- Texto seleccionado
(Publicado ayer en prensa)
Como no hace falta decir, la vida se nos ha puesto muy rara:
nos reconforta más la rememoración nostálgica del pasado que las expectativas ilusionantes
del futuro, en parte porque el futuro lo intuimos como un espacio de
frustración, de lo que no podrá ser, de lo que nos veremos obligados a
renunciar. De momento, el porvenir es menos una incógnita que un vacío.
El presente, por su parte, se nos ha
reducido a muy poca cosa: este aluvión de datos estadísticos desalentadores, de
noticias que a la vez son buenas y terribles. Esta sucesión de esperanzas que
no son incompatibles con la desesperanza. Este agarrarnos, en fin, a cualquier
clavo ardiendo.
Las circunstancias nos han vuelto
elegíacos a la fuerza, hasta el punto de que las insignificancias antaño
cotidianas –la barra de un bar, un abrazo, un brindis- se nos han magnificado
en la memoria hasta alcanzar la categoría de acontecimientos históricos: qué
pequeñas eran las pequeñas cosas, pero qué grandes.
Cada mañana,
al despertarnos, disfrutamos de unos segundos de despreocupación, de regreso a
la conciencia antigua, como si siguiésemos en la vieja forma de vida, hasta que
caemos en la cuenta de que estamos en una realidad tan vehemente que hasta
parece una irrealidad brumosa, un sueño cíclico del que no podemos escapar. No
sé. Parece que vivimos de prestado, como intrusos en un mundo nuevo que no
acabamos de entender del todo. Como exploradores de una jungla en la que hay
seres invisibles que pueden matarnos al menor despiste. Salimos a comprar el
pan, en fin, como si en las azoteas hubiese francotiradores.

- Entradas proporcionadas
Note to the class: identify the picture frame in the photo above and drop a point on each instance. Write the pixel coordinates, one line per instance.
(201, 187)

--

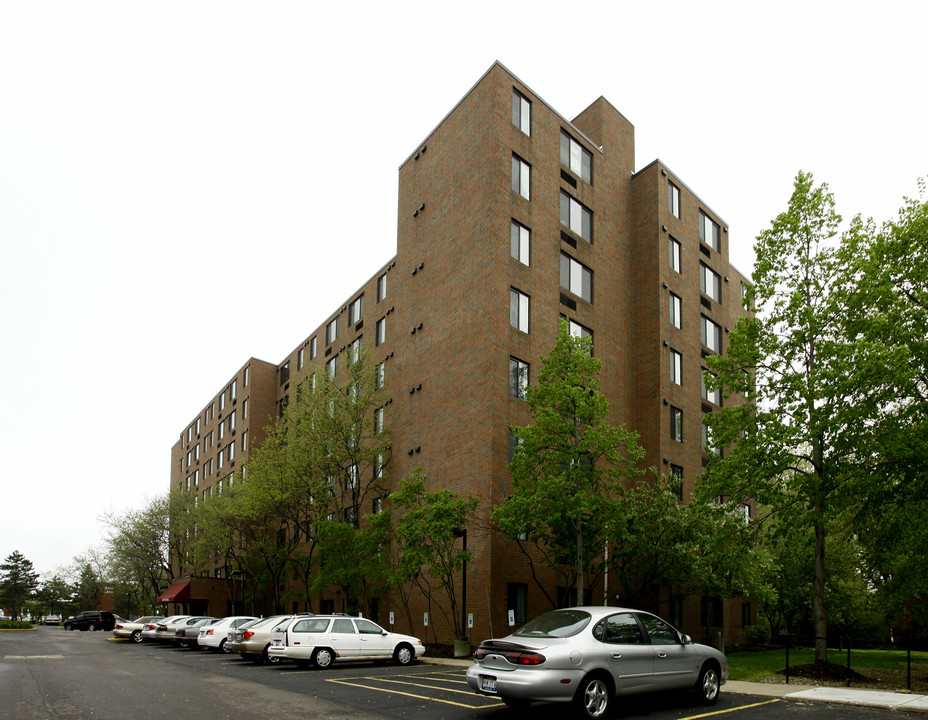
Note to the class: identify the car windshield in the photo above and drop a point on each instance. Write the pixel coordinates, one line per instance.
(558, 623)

- Detalles del ejercicio
Sigue escribiendo el texto sobre lo rara que se ha vuelto la vida a partir de su última frase. Las entradas provienen de una fuente distinta a la del texto.

- Resultado
El
científico Ian Lipkin, una especie de Van Helsing de los virus, acaba de echar
un jarro de agua fría en la hoguera de nuestro optimismo: “No creo que la vida
vuelva a ser del todo normal”, y no hay motivos para suponer que la vida que
venga será mejor que la de antes, porque la de antes nos gustaba y la del
futuro nos asusta.
Estamos en
una especie de ensayo general de la melancolía.
Ahora, el debate político se centra
en la manera menos arriesgada de celebrar las fiestas navideñas. Un debate de
altura que, como todo buen debate político, propicia la controversia de raíz
ideológica, con sus adecuadas derivaciones sanitarias: unos proponen un máximo
de seis comensales, mientras que otros se inclinan por aumentar el número a
diez, aunque sin contar con el dictamen del virus, que imagino que tendrá su
opinión respecto a qué es multitud y qué no. ¿Quiénes acertarán? Misterio. (El
presidente autonómico que acierte debería ser ascendido como poco a emperador.)
A estas alturas, estamos hecho a la
idea de que nada volverá a ser como era, incluidos nosotros. Eso sí, y menos es
nada: ya está encendido, en todo su esplendor municipal, el alumbrado.